Activity: Only one stretch of the records below should be repeated. It starts with the line containing "negative clicks: (618, 8)" and goes on through the line containing "positive clicks: (103, 37)", exactly as written.

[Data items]
════

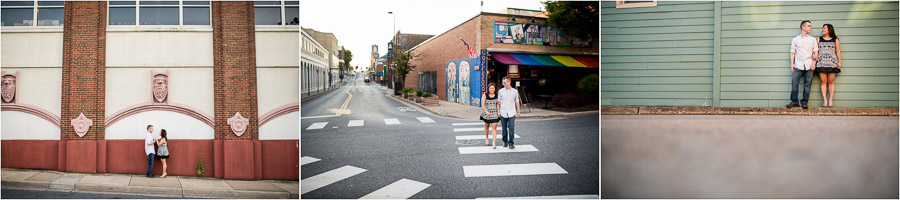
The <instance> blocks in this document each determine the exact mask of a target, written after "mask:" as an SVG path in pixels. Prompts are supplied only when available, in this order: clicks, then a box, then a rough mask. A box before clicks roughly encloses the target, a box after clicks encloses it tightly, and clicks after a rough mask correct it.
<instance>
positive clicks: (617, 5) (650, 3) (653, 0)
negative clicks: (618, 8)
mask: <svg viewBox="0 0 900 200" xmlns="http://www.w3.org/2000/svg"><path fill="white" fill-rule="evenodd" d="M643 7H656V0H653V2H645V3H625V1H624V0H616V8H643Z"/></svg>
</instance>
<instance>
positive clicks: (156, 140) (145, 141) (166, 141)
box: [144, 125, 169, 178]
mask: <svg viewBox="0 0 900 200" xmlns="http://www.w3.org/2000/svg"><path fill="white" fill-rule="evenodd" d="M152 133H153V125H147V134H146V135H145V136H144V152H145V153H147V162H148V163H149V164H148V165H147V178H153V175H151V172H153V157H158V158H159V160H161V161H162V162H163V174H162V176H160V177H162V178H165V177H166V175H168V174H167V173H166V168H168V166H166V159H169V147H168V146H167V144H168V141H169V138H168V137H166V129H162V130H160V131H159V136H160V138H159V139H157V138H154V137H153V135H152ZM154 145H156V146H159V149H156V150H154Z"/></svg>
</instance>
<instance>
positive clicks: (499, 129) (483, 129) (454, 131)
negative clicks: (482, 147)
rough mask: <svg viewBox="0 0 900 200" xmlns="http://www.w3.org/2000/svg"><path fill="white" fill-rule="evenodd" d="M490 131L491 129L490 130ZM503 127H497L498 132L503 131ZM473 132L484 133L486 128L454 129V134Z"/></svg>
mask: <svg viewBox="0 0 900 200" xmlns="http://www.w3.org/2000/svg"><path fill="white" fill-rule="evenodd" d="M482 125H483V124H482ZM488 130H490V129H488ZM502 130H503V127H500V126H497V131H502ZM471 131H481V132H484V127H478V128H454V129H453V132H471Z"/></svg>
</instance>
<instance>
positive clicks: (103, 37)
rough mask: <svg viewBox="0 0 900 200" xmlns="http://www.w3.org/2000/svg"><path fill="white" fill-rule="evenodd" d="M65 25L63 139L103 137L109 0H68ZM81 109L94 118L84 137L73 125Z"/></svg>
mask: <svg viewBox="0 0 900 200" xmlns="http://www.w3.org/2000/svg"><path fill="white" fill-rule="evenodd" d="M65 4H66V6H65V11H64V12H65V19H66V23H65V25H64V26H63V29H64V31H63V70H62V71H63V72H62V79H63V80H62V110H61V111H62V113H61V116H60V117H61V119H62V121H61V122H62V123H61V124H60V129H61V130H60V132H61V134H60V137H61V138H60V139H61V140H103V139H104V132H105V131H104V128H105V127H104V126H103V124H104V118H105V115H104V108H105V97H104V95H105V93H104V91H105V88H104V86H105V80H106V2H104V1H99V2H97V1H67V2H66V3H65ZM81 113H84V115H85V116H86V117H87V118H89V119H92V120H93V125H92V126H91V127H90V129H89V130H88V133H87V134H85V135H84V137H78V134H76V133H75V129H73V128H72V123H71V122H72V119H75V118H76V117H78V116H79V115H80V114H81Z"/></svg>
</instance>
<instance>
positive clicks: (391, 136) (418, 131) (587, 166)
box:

════

Answer to the problem:
negative clicks: (618, 8)
mask: <svg viewBox="0 0 900 200" xmlns="http://www.w3.org/2000/svg"><path fill="white" fill-rule="evenodd" d="M643 7H656V0H653V2H645V3H625V1H624V0H616V8H643Z"/></svg>
</instance>
<instance>
positive clicks: (156, 140) (145, 141) (166, 141)
box: [144, 125, 169, 178]
mask: <svg viewBox="0 0 900 200" xmlns="http://www.w3.org/2000/svg"><path fill="white" fill-rule="evenodd" d="M152 133H153V125H147V134H146V135H145V136H144V152H145V153H147V162H148V163H149V164H148V165H147V178H153V175H151V172H153V157H158V158H159V160H161V161H162V162H163V174H162V176H160V177H162V178H165V177H166V175H168V174H167V173H166V168H168V166H166V159H169V147H168V146H167V144H168V141H169V138H168V137H166V129H162V130H160V131H159V136H160V138H159V139H157V138H154V137H153V135H152ZM154 145H156V146H159V149H156V150H154Z"/></svg>
</instance>
<instance>
positive clicks: (499, 129) (483, 129) (454, 131)
negative clicks: (482, 147)
rough mask: <svg viewBox="0 0 900 200" xmlns="http://www.w3.org/2000/svg"><path fill="white" fill-rule="evenodd" d="M490 131L491 129L490 130ZM503 127H497L498 132L503 131ZM473 132L484 133L486 128L454 129V134Z"/></svg>
mask: <svg viewBox="0 0 900 200" xmlns="http://www.w3.org/2000/svg"><path fill="white" fill-rule="evenodd" d="M482 125H483V124H482ZM488 130H490V129H488ZM502 130H503V127H500V126H497V131H502ZM471 131H481V132H484V127H478V128H454V129H453V132H471Z"/></svg>
</instance>
<instance>
positive clicks: (103, 37)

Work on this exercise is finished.